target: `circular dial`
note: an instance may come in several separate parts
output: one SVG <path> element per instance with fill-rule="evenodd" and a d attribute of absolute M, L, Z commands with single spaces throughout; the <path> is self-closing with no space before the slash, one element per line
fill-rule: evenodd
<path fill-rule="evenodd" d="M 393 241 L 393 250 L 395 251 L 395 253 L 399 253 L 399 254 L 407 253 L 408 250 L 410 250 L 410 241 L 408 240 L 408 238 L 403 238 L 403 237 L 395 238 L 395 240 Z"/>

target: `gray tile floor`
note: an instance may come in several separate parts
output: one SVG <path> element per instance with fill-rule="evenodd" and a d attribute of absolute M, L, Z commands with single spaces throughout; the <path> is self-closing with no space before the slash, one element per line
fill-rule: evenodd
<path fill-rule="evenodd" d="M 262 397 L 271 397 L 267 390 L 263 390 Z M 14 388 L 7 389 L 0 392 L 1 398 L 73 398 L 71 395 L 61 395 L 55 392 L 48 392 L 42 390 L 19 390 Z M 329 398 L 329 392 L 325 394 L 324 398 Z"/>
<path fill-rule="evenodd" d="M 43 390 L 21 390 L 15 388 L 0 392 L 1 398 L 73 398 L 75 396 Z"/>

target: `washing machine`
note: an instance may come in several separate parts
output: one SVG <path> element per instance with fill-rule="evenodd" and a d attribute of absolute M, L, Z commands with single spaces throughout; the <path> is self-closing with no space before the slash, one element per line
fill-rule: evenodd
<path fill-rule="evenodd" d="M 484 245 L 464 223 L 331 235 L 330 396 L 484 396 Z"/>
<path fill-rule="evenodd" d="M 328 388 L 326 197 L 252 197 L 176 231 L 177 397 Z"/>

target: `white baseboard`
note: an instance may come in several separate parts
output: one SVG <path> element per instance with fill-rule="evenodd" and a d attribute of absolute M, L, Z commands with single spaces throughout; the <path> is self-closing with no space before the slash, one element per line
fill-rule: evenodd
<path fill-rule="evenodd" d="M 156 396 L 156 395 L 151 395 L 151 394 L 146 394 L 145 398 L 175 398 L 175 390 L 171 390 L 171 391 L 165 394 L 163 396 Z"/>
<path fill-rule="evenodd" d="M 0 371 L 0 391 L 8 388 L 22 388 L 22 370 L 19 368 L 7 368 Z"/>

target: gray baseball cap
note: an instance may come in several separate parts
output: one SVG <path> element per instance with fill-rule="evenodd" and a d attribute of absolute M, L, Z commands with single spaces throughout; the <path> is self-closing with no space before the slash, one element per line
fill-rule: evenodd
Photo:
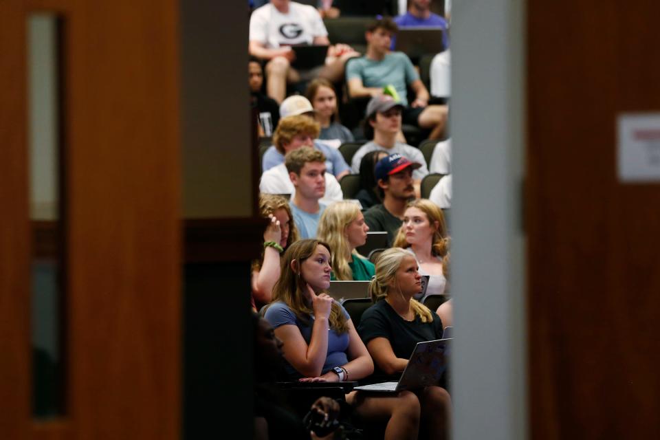
<path fill-rule="evenodd" d="M 395 107 L 399 107 L 403 109 L 404 104 L 399 101 L 395 100 L 395 99 L 389 95 L 374 96 L 369 100 L 369 103 L 366 104 L 366 116 L 368 118 L 377 111 L 384 113 Z"/>

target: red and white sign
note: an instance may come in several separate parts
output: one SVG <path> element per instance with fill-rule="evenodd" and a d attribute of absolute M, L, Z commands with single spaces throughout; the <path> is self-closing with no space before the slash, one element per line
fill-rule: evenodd
<path fill-rule="evenodd" d="M 622 113 L 617 121 L 622 182 L 660 182 L 660 113 Z"/>

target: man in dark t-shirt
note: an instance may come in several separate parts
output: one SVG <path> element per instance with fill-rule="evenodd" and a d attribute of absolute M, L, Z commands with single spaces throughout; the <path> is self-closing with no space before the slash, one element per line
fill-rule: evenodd
<path fill-rule="evenodd" d="M 383 203 L 364 212 L 364 221 L 369 230 L 387 232 L 388 246 L 392 245 L 401 228 L 408 201 L 415 198 L 412 170 L 420 166 L 399 153 L 383 157 L 376 164 L 374 175 Z"/>
<path fill-rule="evenodd" d="M 275 100 L 261 93 L 263 85 L 263 71 L 256 58 L 250 58 L 248 63 L 250 74 L 250 102 L 258 111 L 259 126 L 262 136 L 272 136 L 280 120 L 280 106 Z"/>

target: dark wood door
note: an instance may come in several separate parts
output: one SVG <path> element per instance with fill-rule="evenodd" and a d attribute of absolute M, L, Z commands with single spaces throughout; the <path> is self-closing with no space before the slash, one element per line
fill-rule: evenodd
<path fill-rule="evenodd" d="M 660 436 L 660 184 L 617 177 L 617 115 L 660 109 L 660 3 L 528 2 L 534 439 Z"/>
<path fill-rule="evenodd" d="M 179 437 L 177 10 L 0 1 L 2 438 Z M 26 22 L 37 12 L 62 23 L 65 397 L 48 421 L 30 415 Z"/>

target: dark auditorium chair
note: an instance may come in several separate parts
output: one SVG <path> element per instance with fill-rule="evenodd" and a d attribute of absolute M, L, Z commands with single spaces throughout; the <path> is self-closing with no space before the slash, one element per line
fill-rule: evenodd
<path fill-rule="evenodd" d="M 424 304 L 427 307 L 435 311 L 438 309 L 443 302 L 447 301 L 450 297 L 448 295 L 429 295 L 424 298 Z"/>
<path fill-rule="evenodd" d="M 399 9 L 396 0 L 335 0 L 334 4 L 342 11 L 342 16 L 393 16 Z"/>
<path fill-rule="evenodd" d="M 339 146 L 339 152 L 342 153 L 344 160 L 349 166 L 353 157 L 355 155 L 355 153 L 362 145 L 364 145 L 362 142 L 344 142 Z"/>
<path fill-rule="evenodd" d="M 360 190 L 360 175 L 347 174 L 339 181 L 342 187 L 342 193 L 344 199 L 355 199 L 355 194 Z"/>
<path fill-rule="evenodd" d="M 360 324 L 360 320 L 362 318 L 362 314 L 373 305 L 373 302 L 371 302 L 371 298 L 355 298 L 344 300 L 342 305 L 349 312 L 353 325 L 357 329 Z"/>
<path fill-rule="evenodd" d="M 435 149 L 437 143 L 437 139 L 427 139 L 421 141 L 421 143 L 419 144 L 419 150 L 421 151 L 421 154 L 424 155 L 424 160 L 426 161 L 427 167 L 431 166 L 431 157 L 433 157 L 433 150 Z"/>
<path fill-rule="evenodd" d="M 380 256 L 380 254 L 383 253 L 384 250 L 385 250 L 385 249 L 382 248 L 374 249 L 373 251 L 369 252 L 369 255 L 367 256 L 367 258 L 373 264 L 376 264 L 376 260 L 378 259 L 378 257 Z"/>
<path fill-rule="evenodd" d="M 428 196 L 431 193 L 431 190 L 437 185 L 438 182 L 444 175 L 444 174 L 433 173 L 424 176 L 424 178 L 421 179 L 421 188 L 420 188 L 422 199 L 428 199 Z"/>
<path fill-rule="evenodd" d="M 347 44 L 360 54 L 364 54 L 366 52 L 364 30 L 366 25 L 373 19 L 369 16 L 340 16 L 325 19 L 323 24 L 328 31 L 328 39 L 333 44 Z"/>

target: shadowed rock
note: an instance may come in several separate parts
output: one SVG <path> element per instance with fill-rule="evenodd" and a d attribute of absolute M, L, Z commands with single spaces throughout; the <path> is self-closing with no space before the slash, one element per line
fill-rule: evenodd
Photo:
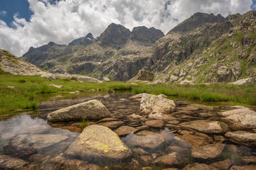
<path fill-rule="evenodd" d="M 49 121 L 70 121 L 82 118 L 99 120 L 110 116 L 109 110 L 100 101 L 91 100 L 52 112 L 47 119 Z"/>

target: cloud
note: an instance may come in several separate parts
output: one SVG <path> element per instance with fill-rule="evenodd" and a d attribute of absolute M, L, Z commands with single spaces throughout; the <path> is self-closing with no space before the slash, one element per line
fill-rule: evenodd
<path fill-rule="evenodd" d="M 5 11 L 0 11 L 0 16 L 5 16 L 7 14 L 7 12 Z"/>
<path fill-rule="evenodd" d="M 251 0 L 28 0 L 28 21 L 14 16 L 12 27 L 0 21 L 0 48 L 21 56 L 49 41 L 68 44 L 88 33 L 98 36 L 111 23 L 132 30 L 155 27 L 166 33 L 196 12 L 229 14 L 250 10 Z"/>

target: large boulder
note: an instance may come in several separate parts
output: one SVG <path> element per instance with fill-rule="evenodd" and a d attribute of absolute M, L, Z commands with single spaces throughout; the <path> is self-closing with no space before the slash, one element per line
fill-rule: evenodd
<path fill-rule="evenodd" d="M 47 119 L 49 121 L 69 121 L 82 118 L 99 120 L 110 116 L 109 110 L 100 101 L 91 100 L 52 112 Z"/>
<path fill-rule="evenodd" d="M 204 159 L 215 158 L 222 153 L 225 144 L 221 143 L 194 147 L 191 150 L 192 157 Z"/>
<path fill-rule="evenodd" d="M 256 147 L 256 133 L 245 131 L 228 132 L 225 136 L 234 143 L 247 147 Z"/>
<path fill-rule="evenodd" d="M 181 126 L 190 128 L 205 133 L 224 133 L 228 130 L 228 125 L 223 122 L 214 120 L 194 120 L 184 122 Z"/>
<path fill-rule="evenodd" d="M 176 110 L 176 105 L 172 100 L 161 95 L 143 94 L 140 103 L 142 114 L 149 115 L 152 112 L 170 114 Z"/>
<path fill-rule="evenodd" d="M 117 162 L 132 155 L 131 150 L 108 128 L 90 125 L 68 147 L 65 154 L 90 162 Z"/>
<path fill-rule="evenodd" d="M 235 109 L 219 113 L 223 120 L 233 123 L 238 128 L 256 128 L 256 112 L 248 108 Z"/>
<path fill-rule="evenodd" d="M 231 84 L 234 85 L 255 84 L 256 80 L 255 78 L 250 77 L 245 79 L 240 79 Z"/>
<path fill-rule="evenodd" d="M 153 81 L 154 77 L 154 73 L 144 70 L 139 70 L 136 76 L 137 80 Z"/>

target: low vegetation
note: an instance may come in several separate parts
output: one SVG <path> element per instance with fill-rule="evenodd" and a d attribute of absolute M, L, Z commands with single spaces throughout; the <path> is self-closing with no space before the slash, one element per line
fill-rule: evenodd
<path fill-rule="evenodd" d="M 132 91 L 134 94 L 163 94 L 203 101 L 231 101 L 235 105 L 256 106 L 256 86 L 234 86 L 226 84 L 200 85 L 147 84 L 127 82 L 103 82 L 101 84 L 75 80 L 48 80 L 39 76 L 0 74 L 0 115 L 10 111 L 36 108 L 39 103 L 38 94 L 68 93 L 89 89 Z M 50 84 L 63 85 L 58 89 Z"/>

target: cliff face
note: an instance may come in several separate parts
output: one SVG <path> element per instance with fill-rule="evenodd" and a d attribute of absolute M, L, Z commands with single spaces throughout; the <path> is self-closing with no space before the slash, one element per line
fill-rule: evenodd
<path fill-rule="evenodd" d="M 9 72 L 19 75 L 42 74 L 42 71 L 35 65 L 24 62 L 13 54 L 0 49 L 0 72 Z"/>
<path fill-rule="evenodd" d="M 159 81 L 232 81 L 256 76 L 255 16 L 198 13 L 165 36 L 154 28 L 131 32 L 112 23 L 92 42 L 50 43 L 30 49 L 23 59 L 52 72 L 116 81 L 129 80 L 143 69 Z"/>

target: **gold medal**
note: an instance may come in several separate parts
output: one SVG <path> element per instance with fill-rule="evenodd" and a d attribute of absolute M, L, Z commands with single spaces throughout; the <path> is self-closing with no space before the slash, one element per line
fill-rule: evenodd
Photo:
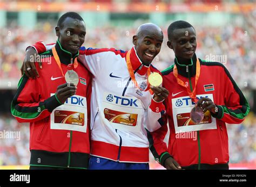
<path fill-rule="evenodd" d="M 73 70 L 73 64 L 68 65 L 68 71 L 65 74 L 65 80 L 66 82 L 70 82 L 77 85 L 79 82 L 79 77 L 77 73 Z"/>
<path fill-rule="evenodd" d="M 150 74 L 147 80 L 150 84 L 153 87 L 161 85 L 163 83 L 162 76 L 157 72 L 154 72 Z"/>

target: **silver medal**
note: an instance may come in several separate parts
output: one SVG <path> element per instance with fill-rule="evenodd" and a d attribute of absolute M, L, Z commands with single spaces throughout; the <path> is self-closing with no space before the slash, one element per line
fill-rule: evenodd
<path fill-rule="evenodd" d="M 195 124 L 198 124 L 204 119 L 204 111 L 200 106 L 194 107 L 190 112 L 190 118 Z"/>
<path fill-rule="evenodd" d="M 73 70 L 68 70 L 65 74 L 65 79 L 66 82 L 70 82 L 77 85 L 79 82 L 79 77 L 77 73 Z"/>

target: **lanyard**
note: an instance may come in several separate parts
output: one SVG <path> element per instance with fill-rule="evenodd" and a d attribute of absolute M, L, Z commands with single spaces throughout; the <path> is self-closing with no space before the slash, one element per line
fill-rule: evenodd
<path fill-rule="evenodd" d="M 200 76 L 200 62 L 197 59 L 197 70 L 196 70 L 196 80 L 195 80 L 195 84 L 194 84 L 194 90 L 191 91 L 190 89 L 189 88 L 189 87 L 187 87 L 185 83 L 179 78 L 178 77 L 178 71 L 177 71 L 177 68 L 176 67 L 176 65 L 174 64 L 174 67 L 173 68 L 173 75 L 174 75 L 174 77 L 176 78 L 176 80 L 177 81 L 178 84 L 180 85 L 181 86 L 183 86 L 183 87 L 185 87 L 187 89 L 187 93 L 188 94 L 188 95 L 190 96 L 190 97 L 192 99 L 194 99 L 194 100 L 197 101 L 196 95 L 196 88 L 197 87 L 197 82 L 198 82 L 198 78 L 199 78 Z M 192 85 L 191 85 L 192 86 Z"/>
<path fill-rule="evenodd" d="M 137 82 L 136 79 L 135 78 L 134 73 L 133 72 L 133 69 L 132 69 L 131 60 L 130 60 L 130 54 L 131 54 L 131 50 L 128 51 L 128 52 L 126 54 L 126 63 L 127 63 L 127 67 L 128 67 L 128 71 L 129 71 L 131 78 L 132 79 L 132 81 L 134 84 L 136 88 L 138 88 L 140 91 L 142 91 L 140 89 L 140 88 L 139 87 L 138 82 Z M 147 77 L 149 77 L 149 76 L 150 75 L 150 67 L 149 67 L 149 68 L 147 69 Z M 151 95 L 153 94 L 153 91 L 152 91 L 151 89 L 150 89 L 149 83 L 148 81 L 147 81 L 147 88 L 145 91 L 149 90 Z"/>
<path fill-rule="evenodd" d="M 60 71 L 62 71 L 62 76 L 64 76 L 64 75 L 63 74 L 63 71 L 62 70 L 62 66 L 60 65 L 60 61 L 59 60 L 59 56 L 58 55 L 58 54 L 57 53 L 56 48 L 55 48 L 55 47 L 53 47 L 52 48 L 52 54 L 53 54 L 54 59 L 55 59 L 55 61 L 56 61 L 56 63 L 58 64 L 58 66 L 59 67 L 59 69 L 60 69 Z M 71 63 L 72 63 L 72 62 Z M 78 63 L 77 62 L 77 60 L 76 58 L 76 59 L 75 59 L 75 62 L 74 62 L 73 64 L 74 64 L 75 68 L 76 68 L 77 66 L 78 66 Z"/>

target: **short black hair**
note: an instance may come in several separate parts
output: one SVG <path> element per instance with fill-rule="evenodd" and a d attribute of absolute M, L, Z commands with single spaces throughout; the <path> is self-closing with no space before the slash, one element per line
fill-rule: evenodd
<path fill-rule="evenodd" d="M 63 21 L 65 20 L 65 19 L 66 18 L 71 18 L 78 19 L 84 22 L 82 17 L 77 13 L 75 12 L 68 12 L 65 13 L 63 15 L 60 16 L 59 20 L 58 20 L 58 23 L 57 24 L 57 26 L 60 27 L 62 25 L 62 23 L 63 23 Z"/>
<path fill-rule="evenodd" d="M 176 29 L 185 28 L 191 27 L 193 27 L 194 30 L 195 30 L 194 27 L 192 26 L 191 24 L 185 21 L 179 20 L 172 23 L 168 27 L 167 31 L 168 34 L 168 40 L 171 40 L 171 39 L 173 35 L 173 31 Z"/>

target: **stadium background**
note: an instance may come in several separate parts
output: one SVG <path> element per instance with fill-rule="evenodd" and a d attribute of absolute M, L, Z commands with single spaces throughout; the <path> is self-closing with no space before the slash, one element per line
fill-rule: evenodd
<path fill-rule="evenodd" d="M 17 123 L 10 112 L 25 49 L 38 40 L 55 42 L 58 18 L 70 11 L 84 19 L 86 47 L 127 50 L 139 25 L 160 26 L 164 41 L 153 63 L 159 70 L 174 57 L 166 44 L 168 26 L 190 22 L 197 31 L 198 57 L 224 57 L 216 61 L 229 70 L 251 107 L 242 124 L 227 125 L 230 168 L 256 169 L 255 8 L 255 1 L 0 1 L 0 133 L 21 133 L 20 140 L 0 136 L 0 169 L 26 169 L 29 163 L 29 125 Z M 163 168 L 151 154 L 150 160 L 151 169 Z"/>

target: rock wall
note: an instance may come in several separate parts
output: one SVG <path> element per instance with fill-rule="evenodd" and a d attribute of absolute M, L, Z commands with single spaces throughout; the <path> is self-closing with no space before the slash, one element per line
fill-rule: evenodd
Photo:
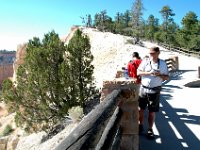
<path fill-rule="evenodd" d="M 0 52 L 0 87 L 4 79 L 13 77 L 13 62 L 16 52 Z"/>

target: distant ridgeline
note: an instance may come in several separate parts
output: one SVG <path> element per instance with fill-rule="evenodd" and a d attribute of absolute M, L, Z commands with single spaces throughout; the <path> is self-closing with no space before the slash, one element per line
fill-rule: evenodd
<path fill-rule="evenodd" d="M 13 77 L 16 51 L 0 50 L 0 87 L 4 79 Z"/>

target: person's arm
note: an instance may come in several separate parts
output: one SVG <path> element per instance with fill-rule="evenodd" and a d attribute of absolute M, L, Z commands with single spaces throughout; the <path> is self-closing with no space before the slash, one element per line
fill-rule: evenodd
<path fill-rule="evenodd" d="M 146 71 L 142 71 L 142 70 L 137 70 L 137 74 L 140 76 L 149 76 L 149 75 L 153 75 L 153 72 L 146 72 Z"/>
<path fill-rule="evenodd" d="M 165 80 L 169 80 L 169 75 L 165 75 L 165 74 L 160 74 L 158 75 L 163 81 Z"/>

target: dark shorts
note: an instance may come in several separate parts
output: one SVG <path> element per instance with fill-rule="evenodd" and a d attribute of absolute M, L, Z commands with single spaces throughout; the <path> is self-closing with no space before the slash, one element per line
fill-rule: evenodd
<path fill-rule="evenodd" d="M 158 112 L 160 103 L 160 91 L 161 86 L 155 88 L 147 88 L 141 85 L 139 93 L 140 109 L 144 110 L 148 106 L 149 111 Z"/>

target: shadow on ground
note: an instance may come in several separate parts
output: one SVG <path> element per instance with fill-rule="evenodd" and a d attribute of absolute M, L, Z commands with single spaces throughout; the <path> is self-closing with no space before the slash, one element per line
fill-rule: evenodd
<path fill-rule="evenodd" d="M 186 70 L 192 71 L 192 70 Z M 174 73 L 170 80 L 181 80 L 181 74 L 186 71 Z M 169 83 L 168 81 L 167 83 Z M 160 112 L 156 114 L 155 139 L 146 137 L 147 113 L 145 112 L 145 131 L 140 135 L 140 150 L 199 150 L 200 141 L 186 123 L 199 125 L 200 116 L 190 115 L 185 108 L 173 108 L 168 101 L 173 100 L 174 89 L 181 89 L 178 85 L 163 85 L 165 94 L 161 94 Z"/>

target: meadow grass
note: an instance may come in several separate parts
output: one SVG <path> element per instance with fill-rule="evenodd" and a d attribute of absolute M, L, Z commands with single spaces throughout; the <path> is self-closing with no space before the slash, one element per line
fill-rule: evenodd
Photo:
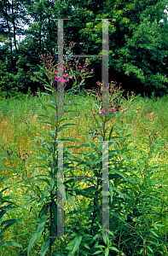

··········

→ What you are asked to do:
Show every line of the items above that contains the string "white", matching case exactly.

→ Solution to the exercise:
target: `white baseboard`
target: red and white sign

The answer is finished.